Paul McCartney está no Brasil. Nesta quinta-feira, 30 de novembro de 2023, aos 81 anos, inicia por Brasília uma série de oito shows pelo país. O último, no dia 16 de dezembro, será no Maracanã, Rio de Janeiro. Em 1990, na sua estreia brasileira, a dois meses de fazer 48 anos, Paul se apresentou no Maracanã nos dias 20 e 21 de abril.

Em 1990, não havia vendas online, porque a Internet ainda não existia, e você comprava seu ingresso – um cartão magnético – em postos espalhados por várias cidades ou através de agências de viagens. Os preços eram mais acessíveis, e o público não era segregado por seu poder aquisitivo. Um valor na arquibancada, outro no gramado. Não tinha esse negócio de premium e outras coisas mais.

Assisti aos dois show no Maracanã. No último, com 180 mil pessoas no estádio, fiquei diante do palco, e só precisei chegar às seis da tarde. Na coluna desta terça-feira (28), transcrevo texto que escrevi uns 10 anos depois e publiquei no meu livro de crônicas musicais Meio Bossa Nova, Meio Rock’n’ Roll. O livro é de 2001.

Os Beatles percorreram o mundo fazendo shows entre 1963 e 1966, mas nunca vieram ao Brasil. O público brasileiro teve que esperar até 1990 para ver um ex-beatle ao vivo. Mas valeu a pena: quando veio ao Rio de Janeiro, Paul McCartney trouxe um espetáculo grandioso e nostálgico em que, pela primeira vez na sua carreira-solo, cantava muitas músicas dos Beatles. No dia 21 de abril, sem a chuva que caíra na noite anterior, 180 mil pessoas foram ao Maracanã assistir à última das duas apresentações de Paul no Brasil, plateia que o colocaria no Guiness Book, já que, até então, nenhum artista reunira tanta gente pagando ingresso para ver um show num lugar fechado.
************
Pedido escrito: Segundo o texto sobre Paul McCartney no Brasil, quantas pessoas estavam no Maracanã no show de 21 de abril de 1990?

Material fornecido:
************
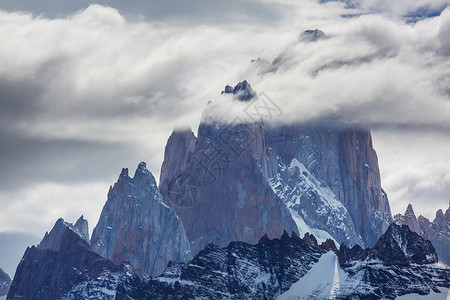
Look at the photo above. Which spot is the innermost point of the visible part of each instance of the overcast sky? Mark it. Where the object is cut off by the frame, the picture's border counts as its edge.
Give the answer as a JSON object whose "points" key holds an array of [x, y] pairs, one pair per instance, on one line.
{"points": [[86, 89]]}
************
Resposta ao problema: 180 mil pessoas.